:: DOCUMENT EXTRACT ::

This is the C code for determinant of matrix, But it gives compilation errors.
Code is:
#include<stdio.h>
#include<math.h>
int m;
float determinant(float b[][]);
int main(void)
{
int i,j,m;
printf("enter a no: ");
scanf("%d",&m);
//printf("%d",m);
float arr[m][m];
for(i=0;i<m;i++)
{
for(j=0;j<m;j++)
{
scanf("%f",&arr[i][j]);
//printf("%f",arr[i][j]);
}
}
for(i=0;i<m;i++)
{
for(j=0;j<m;j++)
{
printf("%f ",arr[i][j]);
}
printf("\n");
}
float det = determinant(arr);
printf("Determinant= %f ", det);
}
float determinant(float b[][])
{
int i,j;
int p;
float sum = 0;
float c[m][m];
for(i=0;i<m;i++)
{
for(j=0;j<m;j++)
{
printf("%f ",b[i][j]);
}
printf("\n");
}
if(m==2)
{
printf("Determinant for m=2");
sum = b[0][0]*b[1][1] - b[0][1]*b[1][0];
return sum;
}
for(p=0;p<m;p++)
{
int h = 0,k = 0;
for(i=1;i<m;i++)
{
for( j=0;j<m;j++)
{
if(j==p)
continue;
c[h][k] = b[i][j];
k++;
if(k == m-1)
{
h++;
k = 0;
}
}
}
m=m-1;
sum = sum + b[0][p]*pow(-1,p) * determinant(c);
}
return sum;
}
And the Compilation Errors are:
det.c:5:25: error: array type has incomplete element type
det.c: In function ‘main’:
det.c:36:2: error: type of formal parameter 1 is incomplete
det.c: At top level:
det.c:45:25: error: array type has incomplete element type
det.c: In function ‘determinant’:
det.c:91:3: error: type of formal parameter 1 is incomplete
det.c:99: confused by earlier errors, bailing out
Preprocessed source stored into /tmp/cc1Kp9KD.out file, please attach this to your bug report.
I think the error is in the passing of 2-D Array. when I passing it as a pointer then it gives warnings but no errors but it does not give the right result as in always gives determinant as Zero. So I guess the array is not being passed only and when I print it in the function determinant it doesn't print also.
Please help as I am stuck because of this in my project.
in your code,
scanf("%d",&m);
//printf("%d",m);
float arr[m][m];
here arr is a 2D array with static memory allocation so you can not read m at run time and declare arr like this.
so if you are want to define the array dynamically then use dynamic memory allocation methods like malloc() in C.

:::
:: RAW DATA ::

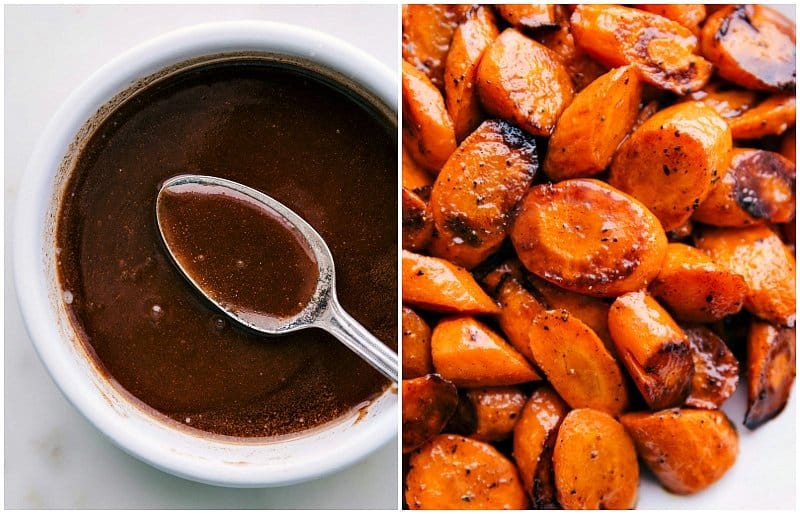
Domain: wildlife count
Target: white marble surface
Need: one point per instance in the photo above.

:::

▸ LIST OF TASKS
1. In the forum thread on the C determinant program, what result does the program always produce when the array is passed as a pointer?
2. Rewrite the paragraph of the forum thread on the C determinant program that begins "I think the error is in the passing of 2-D Array" as a short list of its main points.
3. Continue the forum thread on the C determinant program from its last sentence.

▸ ANSWERS FOR THE EXERCISE
1. It always gives the determinant as zero.

2.
- The poster suspects the error lies in passing the 2-D array.
- Passing it as a pointer produces warnings but no errors.
- With a pointer, the result is wrong: the determinant is always zero.
- The poster concludes that the array is not being passed at all.
- Printing the array inside the determinant function prints nothing.

3.
When you declare the prototype of a function as
int foo(int arr[], int n);
then compiler interprets it as
int foo(int (*arr), int n); // and that's why you can omit the first dimension!
i.e, your function is expecting first argument is of type int *. Similarly, when the parameter is a multidimensional array as
int foo(int arr[][col], int n); // Only first dimension can be omitted. You need to specify the second dimension.
then the compiler interprets it as
int foo(int (*arr)[col], int n);
i.e, your function is expecting first argument is of type int (*)[col] (a pointer to int array).
Since when passed to a function (in most cases) array names decay to pointer to its first element, in your case arr will be decayed to pointer to its first element, i.e, first row. Hence its type will become float (*)[m]. Its is compatible to your function parameter if you will declare it as
float determinant(int m, float b[][m]);
and the call should be like
float det = determinant(m, arr);
You can declare array dynamically like this in C99 (variable length arrays, pointed out by haccks), but not in the earlier version:
float arr[m][m];
So, if it troubles you then instead declare a pointer and malloc memory for it:
float* arr = malloc(sizeof(float)*m*m);
Also, the definition won't work (in either case):
float determinant(float b[][]);
you need to define the columns in the array that you pass to the function.
If you declare and allocate the pointer as I have shown then you can just pass a pointer in your function:
float determinant(float *b, int size); //here size is your row dimension, in this case equal to m
And inside the function, access your elements like:
*(b + size*i + j) = value // equivalent to b[i][j];
Declare your array with explicit bounds float b[m][m]; the compiler doesn't understand empty bounds in float b[][] (empty bounds are OK only for 1-D arrays, for reasons explained in the other answers).
So your determinant function should look like this:
float determinant(int m, float b[m][m])
{
...
}
There are other ways to make your code work, but I think this way is closest to what you already have.
I agree you can't move with this syntax of array initialization, u could have used
int *p=(int*)calloc(n*n,sizeof(float));
And then access your elements as :-
*(p+j+n*i);//for p[i][j] element
Hope it helps :)
Related
I will go straight to what I'm asking for, I also see some similar question but is not what I'm looking for...so it seems I have to ask with a new forum.
I'm preparing myself for a future examination, where is not required the pointer, but I would like to get some extra information and abilities.
Here's the code followed by the question...
I'm using Fedora 33, I know is different from some IDE on Windows (ex: Visual Studio or Dev C++)
/* It's just a simple test, if this work I will get myself into a more complicated one, as you could read in the
* forum, I'm getting ready ( just a recheck of my abilities ) for an universitary examinaton. */
#include <stdio.h>
#include <stdlib.h>
#define N 5
void casual_generation(int** mat);
void prompt_print(int** mat);
int main()
{
int **mat[N][N];
casual_generation(**mat);
prompt_print(**mat);
}
void casual_generation(int** mat)
{
int i=0,j=0;
for(i=0;i<N;i++)
for(j=0;j<N;j++)
mat[i][j] = rand() % 50;
}
void prompt_print(int** mat)
{
int i=0,j=0;
for(i=0;i<N;i++)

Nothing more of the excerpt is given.